====== TEXT SECTION

Star-shaped polymer may be the solution against drug-resistant bacteria
Health experts around the world have recently expressed their concern over the growing number of bacteria that are becoming resistant to various drugs and antibiotics. These ‘superbugs’ are listed as a key threat to human health by the World Health Organization (WHO). According to the researchers in a new study, the rise of these superbugs will cause up to 10 million deaths per year by 2050. In addition, only one or two new antibiotics have been developed in the last 30 years.
But the team of researchers at the Melbourne School of Engineering at the University of Melbourne in Australia may have discovered a new way to battle these antibiotic-resistant bacteria. They found that tiny, star-shaped molecules are able to effectively kill bacteria that can no longer be killed by current antibiotics.
A 25-year-old Malaysian-Chinese PhD candidate in the university, Shu Lam, was the one who developed the polymer chain in the course of her thesis research in antimicrobials and superbugs.
These star-shaped structures are short chains of proteins called ‘peptide polymers’. They can destroy the antibiotic-resistant bacteria without harming the healthy cells around it. They can be used to attack superbugs physically, unlike antibiotics that attempt to kill these bugs chemically and killing nearby healthy cells in the process.

============

**TASK DESCRIPTION**
Resume the article on the star-shaped polymer against drug-resistant bacteria after its last sentence.

====== EXTRACTED DATA

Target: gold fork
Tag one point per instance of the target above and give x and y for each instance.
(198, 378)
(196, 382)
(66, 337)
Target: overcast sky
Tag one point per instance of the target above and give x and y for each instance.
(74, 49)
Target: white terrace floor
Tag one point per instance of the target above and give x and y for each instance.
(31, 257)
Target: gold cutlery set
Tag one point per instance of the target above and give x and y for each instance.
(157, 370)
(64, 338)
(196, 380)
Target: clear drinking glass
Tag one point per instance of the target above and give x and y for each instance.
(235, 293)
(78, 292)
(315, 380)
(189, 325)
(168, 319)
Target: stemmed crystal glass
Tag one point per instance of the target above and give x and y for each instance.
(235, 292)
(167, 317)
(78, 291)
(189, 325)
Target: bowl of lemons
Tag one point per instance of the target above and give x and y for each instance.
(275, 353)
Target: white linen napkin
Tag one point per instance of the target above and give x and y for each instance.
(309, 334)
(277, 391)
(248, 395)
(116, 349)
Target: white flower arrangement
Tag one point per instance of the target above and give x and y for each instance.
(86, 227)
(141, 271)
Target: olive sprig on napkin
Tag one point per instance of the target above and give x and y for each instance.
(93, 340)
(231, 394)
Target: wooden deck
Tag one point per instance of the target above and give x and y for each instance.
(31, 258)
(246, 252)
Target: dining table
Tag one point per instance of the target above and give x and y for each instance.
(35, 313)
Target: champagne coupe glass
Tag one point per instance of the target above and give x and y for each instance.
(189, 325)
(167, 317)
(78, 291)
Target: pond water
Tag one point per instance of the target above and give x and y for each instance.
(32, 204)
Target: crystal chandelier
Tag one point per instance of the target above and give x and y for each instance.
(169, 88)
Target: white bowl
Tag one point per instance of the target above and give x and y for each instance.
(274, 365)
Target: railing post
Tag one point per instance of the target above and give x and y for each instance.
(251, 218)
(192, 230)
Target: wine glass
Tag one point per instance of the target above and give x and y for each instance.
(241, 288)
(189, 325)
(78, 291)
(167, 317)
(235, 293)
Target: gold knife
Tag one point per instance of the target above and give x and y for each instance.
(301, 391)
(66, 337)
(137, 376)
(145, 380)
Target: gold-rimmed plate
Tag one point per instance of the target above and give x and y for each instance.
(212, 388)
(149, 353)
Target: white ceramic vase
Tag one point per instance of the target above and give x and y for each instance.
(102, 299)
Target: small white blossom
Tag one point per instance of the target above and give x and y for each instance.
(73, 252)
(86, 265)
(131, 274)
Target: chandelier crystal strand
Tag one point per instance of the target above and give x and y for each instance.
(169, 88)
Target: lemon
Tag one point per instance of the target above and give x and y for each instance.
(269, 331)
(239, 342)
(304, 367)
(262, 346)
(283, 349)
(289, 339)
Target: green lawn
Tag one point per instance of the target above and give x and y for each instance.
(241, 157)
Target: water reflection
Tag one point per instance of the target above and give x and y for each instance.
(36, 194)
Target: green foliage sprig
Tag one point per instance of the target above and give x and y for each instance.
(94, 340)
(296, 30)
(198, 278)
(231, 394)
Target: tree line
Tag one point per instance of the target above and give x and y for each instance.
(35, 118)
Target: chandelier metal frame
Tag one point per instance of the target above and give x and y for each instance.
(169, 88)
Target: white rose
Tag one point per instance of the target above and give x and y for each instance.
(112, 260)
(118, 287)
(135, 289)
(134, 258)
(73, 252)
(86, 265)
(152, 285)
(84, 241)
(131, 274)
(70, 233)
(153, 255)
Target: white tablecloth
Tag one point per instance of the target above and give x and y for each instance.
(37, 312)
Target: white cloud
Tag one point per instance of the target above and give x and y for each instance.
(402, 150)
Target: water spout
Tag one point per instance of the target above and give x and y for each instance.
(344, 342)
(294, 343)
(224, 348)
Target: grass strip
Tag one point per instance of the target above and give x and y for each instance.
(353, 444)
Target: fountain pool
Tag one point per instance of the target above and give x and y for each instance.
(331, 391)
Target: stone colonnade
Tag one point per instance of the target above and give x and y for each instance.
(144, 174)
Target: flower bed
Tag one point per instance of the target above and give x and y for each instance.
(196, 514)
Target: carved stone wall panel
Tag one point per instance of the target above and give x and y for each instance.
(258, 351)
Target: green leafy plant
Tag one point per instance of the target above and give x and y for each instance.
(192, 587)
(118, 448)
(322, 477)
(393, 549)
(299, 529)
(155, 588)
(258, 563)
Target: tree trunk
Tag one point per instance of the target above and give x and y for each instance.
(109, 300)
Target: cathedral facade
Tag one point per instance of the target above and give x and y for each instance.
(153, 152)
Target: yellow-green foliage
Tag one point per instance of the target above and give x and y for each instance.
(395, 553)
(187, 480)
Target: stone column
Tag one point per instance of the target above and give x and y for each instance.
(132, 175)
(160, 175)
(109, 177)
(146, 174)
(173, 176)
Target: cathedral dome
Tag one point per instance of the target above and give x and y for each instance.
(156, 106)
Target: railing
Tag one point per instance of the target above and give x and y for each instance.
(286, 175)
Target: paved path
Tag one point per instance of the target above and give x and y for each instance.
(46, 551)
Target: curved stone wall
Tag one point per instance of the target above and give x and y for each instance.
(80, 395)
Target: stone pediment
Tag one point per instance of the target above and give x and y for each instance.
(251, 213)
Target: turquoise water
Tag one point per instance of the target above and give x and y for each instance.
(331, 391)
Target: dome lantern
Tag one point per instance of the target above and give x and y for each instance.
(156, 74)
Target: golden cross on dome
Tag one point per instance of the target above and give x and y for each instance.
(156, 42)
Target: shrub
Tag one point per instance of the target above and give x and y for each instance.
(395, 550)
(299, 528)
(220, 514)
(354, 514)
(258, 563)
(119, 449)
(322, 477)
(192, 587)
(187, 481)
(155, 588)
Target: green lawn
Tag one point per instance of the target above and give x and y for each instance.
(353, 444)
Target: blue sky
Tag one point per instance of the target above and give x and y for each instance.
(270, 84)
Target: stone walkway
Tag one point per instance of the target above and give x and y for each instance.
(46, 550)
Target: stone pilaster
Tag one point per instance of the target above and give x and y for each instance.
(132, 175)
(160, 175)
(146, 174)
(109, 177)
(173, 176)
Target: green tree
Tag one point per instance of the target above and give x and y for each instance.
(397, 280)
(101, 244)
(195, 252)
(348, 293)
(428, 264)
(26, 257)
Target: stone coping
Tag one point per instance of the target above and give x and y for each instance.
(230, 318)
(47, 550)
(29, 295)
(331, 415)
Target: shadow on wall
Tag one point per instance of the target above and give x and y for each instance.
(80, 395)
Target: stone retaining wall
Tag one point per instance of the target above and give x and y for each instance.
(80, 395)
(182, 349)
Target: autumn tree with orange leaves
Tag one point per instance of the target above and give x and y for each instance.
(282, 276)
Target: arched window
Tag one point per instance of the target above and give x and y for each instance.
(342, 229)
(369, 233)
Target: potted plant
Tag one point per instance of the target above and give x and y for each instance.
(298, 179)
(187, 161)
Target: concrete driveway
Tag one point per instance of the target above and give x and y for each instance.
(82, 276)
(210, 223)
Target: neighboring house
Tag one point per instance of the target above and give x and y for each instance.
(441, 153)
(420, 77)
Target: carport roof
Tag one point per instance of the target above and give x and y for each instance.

============

**ANSWER TO THIS PROBLEM**
In an interview, she said that she has spent the past three and a half years researching polymers and looking at how they can be used to kill antibiotic-resistant bacteria or superbugs. She also added that the star-shaped polymers work by tearing into the surface membrane of the bacteria, triggering the cell to kill itself.
Also a part of the research team is Lam’s PhD supervisor, Professor Greg Qiao. He said that bacteria don’t exhibit the same resistance to these polymers as it does to antibiotics, which means they can still be killed after multiple generations of mutations.
“The components of the polymer can also be tweaked differently depending on the application,” said Qiao.
Tests undertaken on red blood cells showed that the star-shaped polymer dosage rate would need to be increased by a factor of greater than 100 to become toxic. The star-shaped peptide polymer is also effective in killing superbugs when tested in animal models.
However, Lam’s research is still in early stages, according to Qiao, and much more work needs to be done to verify the best formula and structure, as well as to reduce the dosage and further test toxicity before the substance is completely safe for the human cell.
But the researchers believe that their discovery is the beginning of unlocking a new treatment for antibiotic-resistant pathogens.